◆ TEXT SECTION:
--
Show example TABLES statements that are used to construct one-way frequency tables, cross tabulations and pages of cross tabulations, properly matching the order of the variables to the axes of the tables.
Provide an example of a TABLES statement for a cross tabulation with the options that exclude all cell information except the frequency values.
Use the LIST option to get a table arranged in the list format (instead of the usual table format).
Identify what information is being given in a table cell from the printout of PROC FREQ.
Locate the name of the variable and its value on a page when it is used to produce a paged cross-tabulation.
Describe what information is given along the margins (right and bottom) of a PROC FREQ table.
Demonstrate how to get names for rows or columns in a table that are different than data values.
Diagnose the problem that has likely occurred when a relatively small data matrix has been used with PROC PRINT and it has produced many, many pages of output.
--
◆ RAW DATA:
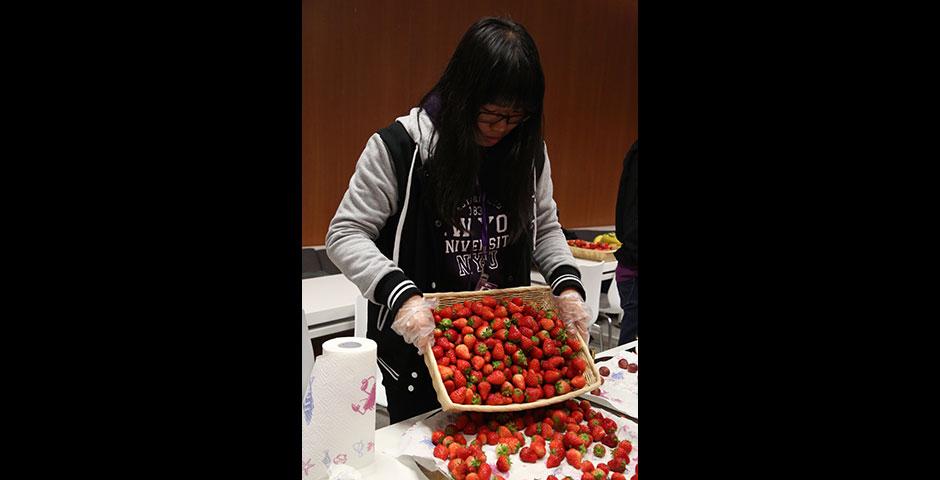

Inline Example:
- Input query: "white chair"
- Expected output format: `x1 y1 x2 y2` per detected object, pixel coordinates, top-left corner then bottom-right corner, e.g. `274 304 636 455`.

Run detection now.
353 295 388 408
578 262 610 350
300 309 314 398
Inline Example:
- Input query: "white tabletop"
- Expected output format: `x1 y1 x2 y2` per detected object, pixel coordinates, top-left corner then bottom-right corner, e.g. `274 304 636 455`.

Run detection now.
301 274 359 327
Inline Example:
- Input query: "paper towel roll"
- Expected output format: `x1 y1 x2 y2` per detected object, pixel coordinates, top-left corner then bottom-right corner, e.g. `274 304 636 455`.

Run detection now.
303 337 377 479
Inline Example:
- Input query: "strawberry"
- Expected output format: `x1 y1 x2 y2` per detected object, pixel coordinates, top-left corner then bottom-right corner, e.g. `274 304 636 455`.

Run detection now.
607 457 627 473
506 325 522 343
617 440 633 454
525 387 542 402
496 455 512 473
499 382 513 403
545 436 565 455
454 370 467 388
476 326 493 340
571 357 587 375
539 318 555 330
450 387 467 405
492 342 506 360
529 440 545 458
519 447 538 463
477 381 492 398
565 448 581 468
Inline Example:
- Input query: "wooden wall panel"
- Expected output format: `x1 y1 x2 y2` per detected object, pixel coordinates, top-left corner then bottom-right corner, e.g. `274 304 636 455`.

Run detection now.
302 0 638 246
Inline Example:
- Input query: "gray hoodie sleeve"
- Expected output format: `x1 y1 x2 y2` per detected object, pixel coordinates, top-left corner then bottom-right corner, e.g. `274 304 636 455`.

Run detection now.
326 133 420 310
532 146 584 298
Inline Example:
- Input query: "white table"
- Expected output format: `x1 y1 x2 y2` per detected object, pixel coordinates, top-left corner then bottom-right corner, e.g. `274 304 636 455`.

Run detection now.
301 274 359 338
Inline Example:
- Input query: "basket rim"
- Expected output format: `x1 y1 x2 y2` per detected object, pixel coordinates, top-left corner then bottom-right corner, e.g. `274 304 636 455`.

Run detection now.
423 285 601 413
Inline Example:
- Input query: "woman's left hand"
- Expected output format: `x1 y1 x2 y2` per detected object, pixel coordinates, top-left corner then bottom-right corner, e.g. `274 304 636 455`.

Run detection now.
555 288 593 346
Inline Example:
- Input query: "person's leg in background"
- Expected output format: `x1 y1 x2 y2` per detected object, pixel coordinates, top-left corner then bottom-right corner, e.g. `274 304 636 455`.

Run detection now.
617 277 639 345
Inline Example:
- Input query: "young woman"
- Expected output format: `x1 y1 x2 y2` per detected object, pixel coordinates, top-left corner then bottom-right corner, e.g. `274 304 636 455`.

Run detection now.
326 18 589 423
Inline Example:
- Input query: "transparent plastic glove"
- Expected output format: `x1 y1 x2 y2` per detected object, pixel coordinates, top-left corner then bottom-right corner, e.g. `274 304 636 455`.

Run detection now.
392 295 438 355
555 290 592 345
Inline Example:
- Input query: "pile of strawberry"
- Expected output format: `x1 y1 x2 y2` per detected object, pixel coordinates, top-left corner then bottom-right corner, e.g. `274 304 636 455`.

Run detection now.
568 239 617 250
431 400 639 480
432 296 588 405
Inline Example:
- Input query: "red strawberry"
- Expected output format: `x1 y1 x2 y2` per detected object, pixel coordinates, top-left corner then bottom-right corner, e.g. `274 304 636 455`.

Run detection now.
525 387 542 402
564 430 584 448
519 447 538 463
529 440 545 458
477 381 492 398
450 387 467 405
617 440 633 454
506 325 522 343
486 370 506 385
607 457 627 473
492 342 506 360
565 448 581 468
496 455 512 473
454 370 467 388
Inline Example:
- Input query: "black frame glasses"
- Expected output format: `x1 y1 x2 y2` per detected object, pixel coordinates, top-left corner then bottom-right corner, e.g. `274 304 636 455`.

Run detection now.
477 110 529 126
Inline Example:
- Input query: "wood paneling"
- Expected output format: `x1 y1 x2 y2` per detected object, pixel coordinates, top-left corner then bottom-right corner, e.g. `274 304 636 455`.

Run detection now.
302 0 637 246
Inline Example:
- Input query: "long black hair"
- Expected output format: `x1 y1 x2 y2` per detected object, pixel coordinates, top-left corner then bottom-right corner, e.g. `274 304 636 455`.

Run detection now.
420 17 545 244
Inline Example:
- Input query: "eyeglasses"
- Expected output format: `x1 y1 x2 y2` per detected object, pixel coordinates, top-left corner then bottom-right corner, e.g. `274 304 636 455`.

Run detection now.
477 110 529 125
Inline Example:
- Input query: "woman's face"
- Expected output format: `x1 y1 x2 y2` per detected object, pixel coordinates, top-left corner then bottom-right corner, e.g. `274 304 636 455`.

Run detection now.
476 103 528 147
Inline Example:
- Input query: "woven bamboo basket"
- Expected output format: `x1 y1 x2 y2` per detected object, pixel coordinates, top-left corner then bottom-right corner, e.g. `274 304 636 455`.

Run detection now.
568 245 617 262
423 285 601 412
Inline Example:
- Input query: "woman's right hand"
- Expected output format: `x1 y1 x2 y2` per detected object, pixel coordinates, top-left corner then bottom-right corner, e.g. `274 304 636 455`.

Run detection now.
392 295 438 355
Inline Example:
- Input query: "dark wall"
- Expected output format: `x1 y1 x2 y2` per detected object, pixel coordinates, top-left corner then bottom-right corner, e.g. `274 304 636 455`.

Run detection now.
--
◆ INSTRUCTIONS FOR THE TASK: Continue the list of objectives on SAS frequency tables, adding items that follow on from its final one about PROC PRINT.

◆ TASK RESULT:
List a set of procedures that might typically be used in an examination of a univariate data matrix and identify why each is used.
Sketch a stem.leaf plot and describe how to interpret it.
Show how to interpret values in a stem.leaf plot that has a scaling factor listed.
Draw a typical box plot and identify its major characteristics.
Give the particular evidence that you might indicate an outlier value.
Describe why you would examine whether the mean and median overlap in a box plot and show specifically what to examine.
Identify the SAS procedure that is used to produce the stem.leaf and box plots and show what instructions are needed to have them printed.
Describe the relationship between a "normal curve" and a "bell-shaped curve."
Discuss the origin of the term "parametric."
Draw a normal curve and show its various attributes, including the identification of its axes and the location of the mean value and standard deviation.
Distinguish between the Kolmogorov and Shapiro-Wilks tests of normality and be able to identify which one was used in a PROC UNIVARIATE analysis.
Give the interpretation of whether a variable is normally distributed by examining the probability associated with the normality test.
Define and provide examples of skewness and kurtosis.
State whether the use of a bar diagram produced by PROC CHART are adequate to determine whether a variable is normally distributed.
Show an example of a data matrix (including data values) that would be appropriate for a two category statistical test such as the t-test.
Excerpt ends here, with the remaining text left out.